_Task_: Everything from the line containing "of the parked" through the line containing "Target: tree" in the listing below should be copied exactly, and nothing more.

_Information_:

────────

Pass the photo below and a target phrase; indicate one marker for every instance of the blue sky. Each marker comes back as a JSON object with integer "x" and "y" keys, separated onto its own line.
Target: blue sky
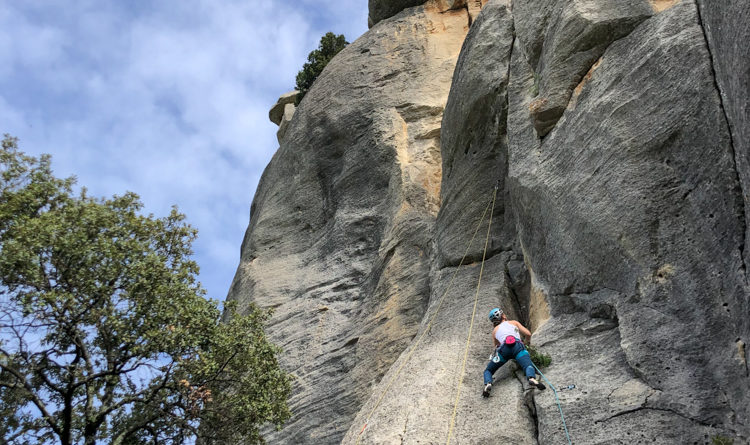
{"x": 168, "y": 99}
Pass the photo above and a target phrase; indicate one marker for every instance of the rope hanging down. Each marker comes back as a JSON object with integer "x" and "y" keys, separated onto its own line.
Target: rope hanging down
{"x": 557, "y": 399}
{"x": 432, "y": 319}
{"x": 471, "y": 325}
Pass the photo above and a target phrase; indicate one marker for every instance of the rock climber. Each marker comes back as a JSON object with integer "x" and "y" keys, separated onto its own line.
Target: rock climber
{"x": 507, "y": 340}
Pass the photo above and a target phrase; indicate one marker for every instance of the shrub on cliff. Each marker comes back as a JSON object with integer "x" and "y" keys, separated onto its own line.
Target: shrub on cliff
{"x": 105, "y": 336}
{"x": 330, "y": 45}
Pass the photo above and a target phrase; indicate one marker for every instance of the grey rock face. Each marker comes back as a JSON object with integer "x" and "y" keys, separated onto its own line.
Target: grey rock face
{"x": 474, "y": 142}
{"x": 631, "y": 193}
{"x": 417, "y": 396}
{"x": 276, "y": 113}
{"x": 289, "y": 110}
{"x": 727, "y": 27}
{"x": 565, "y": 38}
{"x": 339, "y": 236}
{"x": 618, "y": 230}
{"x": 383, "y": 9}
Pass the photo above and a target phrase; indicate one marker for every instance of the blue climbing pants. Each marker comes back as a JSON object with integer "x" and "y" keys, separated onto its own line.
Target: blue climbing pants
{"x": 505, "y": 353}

────────

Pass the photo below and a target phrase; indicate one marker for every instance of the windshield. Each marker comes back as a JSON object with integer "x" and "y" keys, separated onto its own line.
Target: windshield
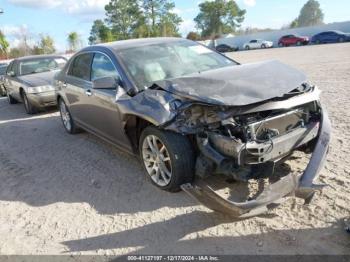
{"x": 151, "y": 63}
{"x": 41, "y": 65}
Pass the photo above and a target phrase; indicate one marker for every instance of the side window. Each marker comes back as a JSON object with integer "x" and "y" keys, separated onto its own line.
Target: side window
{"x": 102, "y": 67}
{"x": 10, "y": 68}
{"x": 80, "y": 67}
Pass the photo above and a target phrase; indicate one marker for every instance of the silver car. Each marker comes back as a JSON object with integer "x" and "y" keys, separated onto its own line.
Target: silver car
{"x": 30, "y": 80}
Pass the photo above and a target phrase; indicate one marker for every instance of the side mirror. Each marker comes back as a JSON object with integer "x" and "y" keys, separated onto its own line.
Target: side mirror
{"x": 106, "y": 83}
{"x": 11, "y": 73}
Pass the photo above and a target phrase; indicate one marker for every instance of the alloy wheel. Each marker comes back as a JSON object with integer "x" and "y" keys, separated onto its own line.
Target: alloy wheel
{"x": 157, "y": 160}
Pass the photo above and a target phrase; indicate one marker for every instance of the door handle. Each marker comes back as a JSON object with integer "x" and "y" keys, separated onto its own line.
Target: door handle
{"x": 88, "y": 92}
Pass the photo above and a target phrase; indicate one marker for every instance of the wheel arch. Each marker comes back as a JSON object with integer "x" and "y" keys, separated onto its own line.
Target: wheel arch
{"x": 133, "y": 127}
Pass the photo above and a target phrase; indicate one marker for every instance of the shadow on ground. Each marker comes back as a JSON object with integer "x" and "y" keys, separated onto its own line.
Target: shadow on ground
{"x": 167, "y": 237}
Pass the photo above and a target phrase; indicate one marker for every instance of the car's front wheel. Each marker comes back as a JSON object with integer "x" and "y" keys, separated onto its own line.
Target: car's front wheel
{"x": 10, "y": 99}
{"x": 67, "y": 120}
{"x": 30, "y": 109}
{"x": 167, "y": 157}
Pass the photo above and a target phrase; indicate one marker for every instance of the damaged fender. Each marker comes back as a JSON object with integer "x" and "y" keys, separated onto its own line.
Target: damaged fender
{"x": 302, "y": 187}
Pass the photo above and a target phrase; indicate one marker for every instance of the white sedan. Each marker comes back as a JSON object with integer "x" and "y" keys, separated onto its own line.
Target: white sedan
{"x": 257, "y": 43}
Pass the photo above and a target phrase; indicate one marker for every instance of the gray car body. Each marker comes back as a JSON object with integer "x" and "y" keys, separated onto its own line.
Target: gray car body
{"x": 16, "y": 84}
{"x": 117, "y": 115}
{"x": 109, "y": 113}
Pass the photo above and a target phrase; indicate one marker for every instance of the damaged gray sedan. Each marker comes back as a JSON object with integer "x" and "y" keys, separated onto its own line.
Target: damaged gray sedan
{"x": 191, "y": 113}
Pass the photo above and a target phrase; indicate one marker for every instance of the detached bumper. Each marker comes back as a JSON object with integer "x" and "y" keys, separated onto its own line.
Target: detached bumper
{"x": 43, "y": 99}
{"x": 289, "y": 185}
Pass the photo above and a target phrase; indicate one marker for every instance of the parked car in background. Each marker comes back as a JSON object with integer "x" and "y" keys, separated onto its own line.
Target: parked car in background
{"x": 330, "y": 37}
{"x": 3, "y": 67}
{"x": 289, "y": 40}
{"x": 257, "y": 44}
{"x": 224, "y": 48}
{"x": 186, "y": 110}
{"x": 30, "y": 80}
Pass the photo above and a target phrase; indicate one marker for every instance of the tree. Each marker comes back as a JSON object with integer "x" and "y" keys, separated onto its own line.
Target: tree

────────

_Solved exercise_:
Pass the photo above and a target phrase; indicate one marker for every instance of the parked car in background. Each marker comes back as a JSON object with integer "x" and "y" keys, separated onto its own line.
Target: parked car in background
{"x": 330, "y": 37}
{"x": 3, "y": 67}
{"x": 289, "y": 40}
{"x": 257, "y": 44}
{"x": 224, "y": 48}
{"x": 186, "y": 110}
{"x": 30, "y": 80}
Pass the photo above and a target phrase; indicate one marker for every instance of the tree. Each marker comes back as a JSON object with integer "x" and "y" keys, separated onto its own line.
Target: tree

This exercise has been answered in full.